Texto apresentado:
↓

O Chile de Allende e Pinochet: memória e historiografia / História Unisinos / 2012

11 de setembro de 1973, fim do governo da Unidade Popular liderado por Salvador Allende. A via chilena para o socialismo encontrava com a sua derrota.

11 de setembro de 1973, início da ditadura liderada por Augusto Pinochet que duraria 17 anos e deixaria o saldo de quase quatro mil mortos e desaparecidos.

11 de setembro de 1973, data símbolo dos golpes que marcaram o Cone Sul da América Latina nos anos 1960 e 1970.

Mais do que uma data chilena, o 11 de setembro acabou se transformando em uma data latino-americana que reflete o cenário de ditaduras e violência política da segunda metade do século XX na região. Amplamente documentado, o ataque ao La Moneda pode ser visto em imagens, assim como podemos ouvir o último discurso de Salvador Allende e a gravação feita de forma clandestina dos postos de comando à sede do poder Executivo (Verdugo, 1998). As imagens correram o mundo e hoje, disponíveis na internet, seguem a impressionar, a emocionar.

↑

Exercício escrito 1: No texto sobre o 11 de setembro de 1973 no Chile, reescreva de forma mais breve o parágrafo que começa com "Mais do que uma data chilena", mantendo seus fatos principais.

Material fornecido:
↓

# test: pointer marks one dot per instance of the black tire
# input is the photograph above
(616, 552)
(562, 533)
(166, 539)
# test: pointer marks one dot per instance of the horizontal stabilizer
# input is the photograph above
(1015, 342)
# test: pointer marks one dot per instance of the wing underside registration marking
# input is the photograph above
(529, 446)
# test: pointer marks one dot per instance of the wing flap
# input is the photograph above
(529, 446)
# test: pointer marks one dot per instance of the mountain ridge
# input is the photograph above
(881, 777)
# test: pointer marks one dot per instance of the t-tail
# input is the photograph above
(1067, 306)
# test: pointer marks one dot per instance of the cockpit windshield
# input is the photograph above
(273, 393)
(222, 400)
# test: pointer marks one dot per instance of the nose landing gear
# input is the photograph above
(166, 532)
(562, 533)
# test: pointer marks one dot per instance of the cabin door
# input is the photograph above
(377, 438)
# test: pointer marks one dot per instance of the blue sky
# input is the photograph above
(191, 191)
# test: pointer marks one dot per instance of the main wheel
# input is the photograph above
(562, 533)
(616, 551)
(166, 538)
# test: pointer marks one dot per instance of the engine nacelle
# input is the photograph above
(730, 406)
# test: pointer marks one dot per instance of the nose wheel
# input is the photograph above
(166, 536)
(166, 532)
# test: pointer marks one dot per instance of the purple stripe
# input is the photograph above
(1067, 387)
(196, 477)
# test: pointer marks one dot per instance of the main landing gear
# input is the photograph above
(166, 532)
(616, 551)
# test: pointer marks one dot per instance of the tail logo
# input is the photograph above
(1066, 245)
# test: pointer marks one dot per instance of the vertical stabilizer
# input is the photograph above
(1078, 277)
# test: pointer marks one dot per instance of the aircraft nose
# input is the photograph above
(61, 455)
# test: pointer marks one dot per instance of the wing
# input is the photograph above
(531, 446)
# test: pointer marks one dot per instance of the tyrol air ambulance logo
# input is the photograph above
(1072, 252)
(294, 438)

↑

Exercício escrito 2: Disponha como lista numerada o trecho da listagem que vai do início até a linha que contém "(1066, 245)", incluindo as duas pontas e omitindo as linhas em branco.

Resultado do exercício 1: O 11 de setembro deixou de ser apenas uma data chilena e se tornou latino-americana, refletindo as ditaduras e a violência política da região na segunda metade do século XX. O ataque ao La Moneda está amplamente documentado em imagens. Também é possível ouvir o último discurso de Salvador Allende e a gravação clandestina feita dos postos de comando à sede do poder Executivo. Essas imagens correram o mundo e hoje, disponíveis na internet, continuam a impressionar e a emocionar.

Resultado do exercício 2:
1. # test: pointer marks one dot per instance of the black tire
2. # input is the photograph above
3. (616, 552)
4. (562, 533)
5. (166, 539)
6. # test: pointer marks one dot per instance of the horizontal stabilizer
7. # input is the photograph above
8. (1015, 342)
9. # test: pointer marks one dot per instance of the wing underside registration marking
10. # input is the photograph above
11. (529, 446)
12. # test: pointer marks one dot per instance of the wing flap
13. # input is the photograph above
14. (529, 446)
15. # test: pointer marks one dot per instance of the mountain ridge
16. # input is the photograph above
17. (881, 777)
18. # test: pointer marks one dot per instance of the t-tail
19. # input is the photograph above
20. (1067, 306)
21. # test: pointer marks one dot per instance of the cockpit windshield
22. # input is the photograph above
23. (273, 393)
24. (222, 400)
25. # test: pointer marks one dot per instance of the nose landing gear
26. # input is the photograph above
27. (166, 532)
28. (562, 533)
29. # test: pointer marks one dot per instance of the cabin door
30. # input is the photograph above
31. (377, 438)
32. # test: pointer marks one dot per instance of the blue sky
33. # input is the photograph above
34. (191, 191)
35. # test: pointer marks one dot per instance of the main wheel
36. # input is the photograph above
37. (562, 533)
38. (616, 551)
39. (166, 538)
40. # test: pointer marks one dot per instance of the engine nacelle
41. # input is the photograph above
42. (730, 406)
43. # test: pointer marks one dot per instance of the nose wheel
44. # input is the photograph above
45. (166, 536)
46. (166, 532)
47. # test: pointer marks one dot per instance of the purple stripe
48. # input is the photograph above
49. (1067, 387)
50. (196, 477)
51. # test: pointer marks one dot per instance of the main landing gear
52. # input is the photograph above
53. (166, 532)
54. (616, 551)
55. # test: pointer marks one dot per instance of the tail logo
56. # input is the photograph above
57. (1066, 245)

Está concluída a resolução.